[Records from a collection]
+ + + + +
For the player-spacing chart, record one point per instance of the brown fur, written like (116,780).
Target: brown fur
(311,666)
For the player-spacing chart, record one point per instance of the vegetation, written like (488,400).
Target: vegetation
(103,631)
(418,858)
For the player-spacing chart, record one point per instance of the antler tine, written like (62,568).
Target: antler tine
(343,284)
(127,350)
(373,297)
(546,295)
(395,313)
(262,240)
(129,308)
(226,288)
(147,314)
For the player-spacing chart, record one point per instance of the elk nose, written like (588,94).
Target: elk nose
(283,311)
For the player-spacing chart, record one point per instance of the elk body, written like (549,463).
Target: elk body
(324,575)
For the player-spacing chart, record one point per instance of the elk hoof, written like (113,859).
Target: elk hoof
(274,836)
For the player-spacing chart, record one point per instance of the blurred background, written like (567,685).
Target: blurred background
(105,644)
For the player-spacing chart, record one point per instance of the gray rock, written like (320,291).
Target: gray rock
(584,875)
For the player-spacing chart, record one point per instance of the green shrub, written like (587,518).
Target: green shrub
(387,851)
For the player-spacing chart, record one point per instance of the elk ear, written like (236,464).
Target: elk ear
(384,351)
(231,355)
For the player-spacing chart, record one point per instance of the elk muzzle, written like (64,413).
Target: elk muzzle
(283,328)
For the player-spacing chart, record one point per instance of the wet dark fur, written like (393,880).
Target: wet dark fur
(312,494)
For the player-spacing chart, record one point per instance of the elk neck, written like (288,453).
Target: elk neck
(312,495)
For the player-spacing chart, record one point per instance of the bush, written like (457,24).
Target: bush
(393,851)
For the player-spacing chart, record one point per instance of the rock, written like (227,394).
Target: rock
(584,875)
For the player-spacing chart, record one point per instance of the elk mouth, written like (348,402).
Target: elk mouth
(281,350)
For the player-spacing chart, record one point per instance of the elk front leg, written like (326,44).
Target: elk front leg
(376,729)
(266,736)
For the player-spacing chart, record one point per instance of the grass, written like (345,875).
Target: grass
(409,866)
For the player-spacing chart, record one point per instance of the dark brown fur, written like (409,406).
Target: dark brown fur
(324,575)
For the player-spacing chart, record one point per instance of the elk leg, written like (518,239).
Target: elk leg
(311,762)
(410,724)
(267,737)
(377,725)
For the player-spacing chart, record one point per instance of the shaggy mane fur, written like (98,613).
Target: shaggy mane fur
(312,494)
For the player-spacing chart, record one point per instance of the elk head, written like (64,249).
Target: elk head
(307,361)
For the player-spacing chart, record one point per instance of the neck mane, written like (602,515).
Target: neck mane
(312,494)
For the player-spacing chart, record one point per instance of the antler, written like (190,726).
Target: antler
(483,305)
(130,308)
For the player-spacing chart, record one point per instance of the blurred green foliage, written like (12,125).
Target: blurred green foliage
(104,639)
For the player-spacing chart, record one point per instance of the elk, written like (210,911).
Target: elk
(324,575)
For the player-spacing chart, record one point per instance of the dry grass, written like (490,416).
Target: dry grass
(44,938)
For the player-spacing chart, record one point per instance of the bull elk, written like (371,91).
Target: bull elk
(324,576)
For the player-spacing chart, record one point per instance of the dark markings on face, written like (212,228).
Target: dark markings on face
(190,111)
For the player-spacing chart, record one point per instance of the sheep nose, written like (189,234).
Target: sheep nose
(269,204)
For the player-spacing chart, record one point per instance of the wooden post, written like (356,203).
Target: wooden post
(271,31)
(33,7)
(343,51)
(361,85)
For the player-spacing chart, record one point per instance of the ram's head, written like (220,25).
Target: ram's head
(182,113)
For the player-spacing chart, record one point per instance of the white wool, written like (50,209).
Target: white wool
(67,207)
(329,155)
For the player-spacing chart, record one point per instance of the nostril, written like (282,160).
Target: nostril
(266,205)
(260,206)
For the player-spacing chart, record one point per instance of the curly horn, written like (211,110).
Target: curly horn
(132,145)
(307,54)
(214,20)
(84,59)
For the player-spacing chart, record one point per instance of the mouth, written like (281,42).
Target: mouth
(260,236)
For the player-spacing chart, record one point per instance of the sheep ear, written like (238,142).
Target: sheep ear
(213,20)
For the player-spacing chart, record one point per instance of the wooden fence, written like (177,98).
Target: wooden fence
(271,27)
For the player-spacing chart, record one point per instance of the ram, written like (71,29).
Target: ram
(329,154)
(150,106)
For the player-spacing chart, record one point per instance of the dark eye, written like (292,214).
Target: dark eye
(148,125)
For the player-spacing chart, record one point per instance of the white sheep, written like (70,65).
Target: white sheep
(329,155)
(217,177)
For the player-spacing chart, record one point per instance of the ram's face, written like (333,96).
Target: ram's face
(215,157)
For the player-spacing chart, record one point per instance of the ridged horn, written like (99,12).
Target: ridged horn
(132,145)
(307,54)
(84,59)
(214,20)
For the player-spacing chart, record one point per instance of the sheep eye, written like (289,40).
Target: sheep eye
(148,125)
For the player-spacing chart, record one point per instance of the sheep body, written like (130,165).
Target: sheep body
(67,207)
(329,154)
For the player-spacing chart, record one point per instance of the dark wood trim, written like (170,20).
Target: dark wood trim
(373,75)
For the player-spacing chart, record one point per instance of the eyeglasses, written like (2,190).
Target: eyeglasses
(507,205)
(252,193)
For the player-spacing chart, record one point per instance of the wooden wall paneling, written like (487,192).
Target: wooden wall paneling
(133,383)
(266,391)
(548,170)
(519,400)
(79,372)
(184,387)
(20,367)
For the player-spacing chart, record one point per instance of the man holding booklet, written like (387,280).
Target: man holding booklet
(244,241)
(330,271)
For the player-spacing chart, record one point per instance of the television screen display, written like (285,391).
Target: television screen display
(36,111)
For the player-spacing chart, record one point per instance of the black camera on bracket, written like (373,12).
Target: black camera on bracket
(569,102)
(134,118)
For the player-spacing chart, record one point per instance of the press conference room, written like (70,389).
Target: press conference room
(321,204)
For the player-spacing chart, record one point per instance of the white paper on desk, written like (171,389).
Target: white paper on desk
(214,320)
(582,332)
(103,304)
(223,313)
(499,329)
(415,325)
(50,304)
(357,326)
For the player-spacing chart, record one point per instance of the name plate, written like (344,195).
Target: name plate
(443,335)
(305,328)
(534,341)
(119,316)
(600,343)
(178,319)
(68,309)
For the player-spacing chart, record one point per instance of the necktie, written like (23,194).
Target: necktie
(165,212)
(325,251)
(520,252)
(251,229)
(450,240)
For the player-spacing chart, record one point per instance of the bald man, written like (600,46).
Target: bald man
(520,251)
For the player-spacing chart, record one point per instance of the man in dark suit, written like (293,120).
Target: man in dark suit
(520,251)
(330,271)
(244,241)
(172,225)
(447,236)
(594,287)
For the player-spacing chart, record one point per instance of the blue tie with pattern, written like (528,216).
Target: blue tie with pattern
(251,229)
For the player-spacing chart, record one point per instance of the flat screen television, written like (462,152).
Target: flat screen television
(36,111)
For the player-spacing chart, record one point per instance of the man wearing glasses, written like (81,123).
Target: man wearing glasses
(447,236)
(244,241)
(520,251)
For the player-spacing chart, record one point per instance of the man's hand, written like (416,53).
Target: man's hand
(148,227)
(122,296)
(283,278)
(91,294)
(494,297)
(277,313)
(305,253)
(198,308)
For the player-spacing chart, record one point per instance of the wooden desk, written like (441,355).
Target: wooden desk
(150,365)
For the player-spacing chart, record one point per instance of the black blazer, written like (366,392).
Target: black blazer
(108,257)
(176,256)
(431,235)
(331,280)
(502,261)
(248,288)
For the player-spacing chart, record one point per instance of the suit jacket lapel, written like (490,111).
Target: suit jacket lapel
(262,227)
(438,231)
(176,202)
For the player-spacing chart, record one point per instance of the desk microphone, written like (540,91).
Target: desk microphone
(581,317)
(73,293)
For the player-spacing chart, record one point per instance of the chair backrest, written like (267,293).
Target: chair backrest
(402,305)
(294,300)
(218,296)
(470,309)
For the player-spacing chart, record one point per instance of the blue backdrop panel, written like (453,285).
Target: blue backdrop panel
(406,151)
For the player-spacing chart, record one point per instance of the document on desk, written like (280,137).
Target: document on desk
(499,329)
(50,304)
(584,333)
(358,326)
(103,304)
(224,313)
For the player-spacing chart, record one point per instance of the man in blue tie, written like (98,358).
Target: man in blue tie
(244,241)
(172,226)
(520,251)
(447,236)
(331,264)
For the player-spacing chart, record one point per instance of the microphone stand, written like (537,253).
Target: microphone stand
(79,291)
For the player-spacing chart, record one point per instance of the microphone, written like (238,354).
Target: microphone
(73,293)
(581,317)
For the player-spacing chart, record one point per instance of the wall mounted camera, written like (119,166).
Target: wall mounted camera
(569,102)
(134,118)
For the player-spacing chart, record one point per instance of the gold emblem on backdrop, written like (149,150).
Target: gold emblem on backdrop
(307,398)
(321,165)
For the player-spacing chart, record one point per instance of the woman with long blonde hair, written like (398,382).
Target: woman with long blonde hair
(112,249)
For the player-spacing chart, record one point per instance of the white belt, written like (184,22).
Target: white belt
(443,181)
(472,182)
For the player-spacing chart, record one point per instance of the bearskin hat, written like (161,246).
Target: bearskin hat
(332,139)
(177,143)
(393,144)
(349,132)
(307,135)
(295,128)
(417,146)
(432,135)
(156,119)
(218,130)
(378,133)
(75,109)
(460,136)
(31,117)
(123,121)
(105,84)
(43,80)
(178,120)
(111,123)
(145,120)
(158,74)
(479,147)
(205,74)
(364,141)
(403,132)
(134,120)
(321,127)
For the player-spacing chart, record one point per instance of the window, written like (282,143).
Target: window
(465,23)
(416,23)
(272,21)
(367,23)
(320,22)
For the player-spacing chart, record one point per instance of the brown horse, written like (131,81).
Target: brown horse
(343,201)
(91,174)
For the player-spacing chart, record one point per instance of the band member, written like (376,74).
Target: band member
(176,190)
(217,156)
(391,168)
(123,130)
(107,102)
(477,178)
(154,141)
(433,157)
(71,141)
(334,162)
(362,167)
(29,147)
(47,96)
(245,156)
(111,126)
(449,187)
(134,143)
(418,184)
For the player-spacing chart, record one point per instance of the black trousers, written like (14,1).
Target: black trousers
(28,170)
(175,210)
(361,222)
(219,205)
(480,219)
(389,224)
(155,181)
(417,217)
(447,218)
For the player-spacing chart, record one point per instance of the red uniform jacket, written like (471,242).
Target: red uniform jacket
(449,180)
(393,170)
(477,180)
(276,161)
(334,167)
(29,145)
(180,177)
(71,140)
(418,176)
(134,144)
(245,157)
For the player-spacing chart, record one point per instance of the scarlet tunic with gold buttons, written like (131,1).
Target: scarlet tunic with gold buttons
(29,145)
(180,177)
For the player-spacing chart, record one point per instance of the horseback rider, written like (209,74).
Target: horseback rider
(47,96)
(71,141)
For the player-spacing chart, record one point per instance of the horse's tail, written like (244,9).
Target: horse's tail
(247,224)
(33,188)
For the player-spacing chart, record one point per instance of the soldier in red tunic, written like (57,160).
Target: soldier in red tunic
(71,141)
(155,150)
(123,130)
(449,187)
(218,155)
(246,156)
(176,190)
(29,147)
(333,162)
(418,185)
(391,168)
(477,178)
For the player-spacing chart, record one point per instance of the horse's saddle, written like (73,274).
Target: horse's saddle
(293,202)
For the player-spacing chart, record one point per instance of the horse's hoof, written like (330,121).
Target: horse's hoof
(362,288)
+ + + + +
[Task goal]
Write out the part of the records that opens with the line containing "written like (209,74)." and runs to the end of the records, requests included. Shift every answer coordinate by adding 119 to both of its numbers.

[Output of the task]
For the player-spacing chart, record one point per instance of the horseback rider, written like (209,74).
Target: horseback rider
(166,215)
(190,260)
For the player-spacing chart, record one point per instance of the horse's tail, written like (244,9).
Target: horse's tail
(366,343)
(152,307)
For the player-spacing chart, record one point per instance of the soldier in red tunic, written like (57,160).
Target: soldier in red tunic
(190,260)
(274,269)
(242,249)
(568,306)
(337,274)
(365,275)
(295,309)
(148,266)
(452,281)
(537,304)
(510,287)
(596,297)
For the player-spacing chart, record one point per instance of the horse's saddle, written like (73,274).
Target: horse's saddle
(412,321)
For the player-spacing chart, record one point per instance of the horse's hoof, written like (330,121).
Target: horse's hoof
(481,407)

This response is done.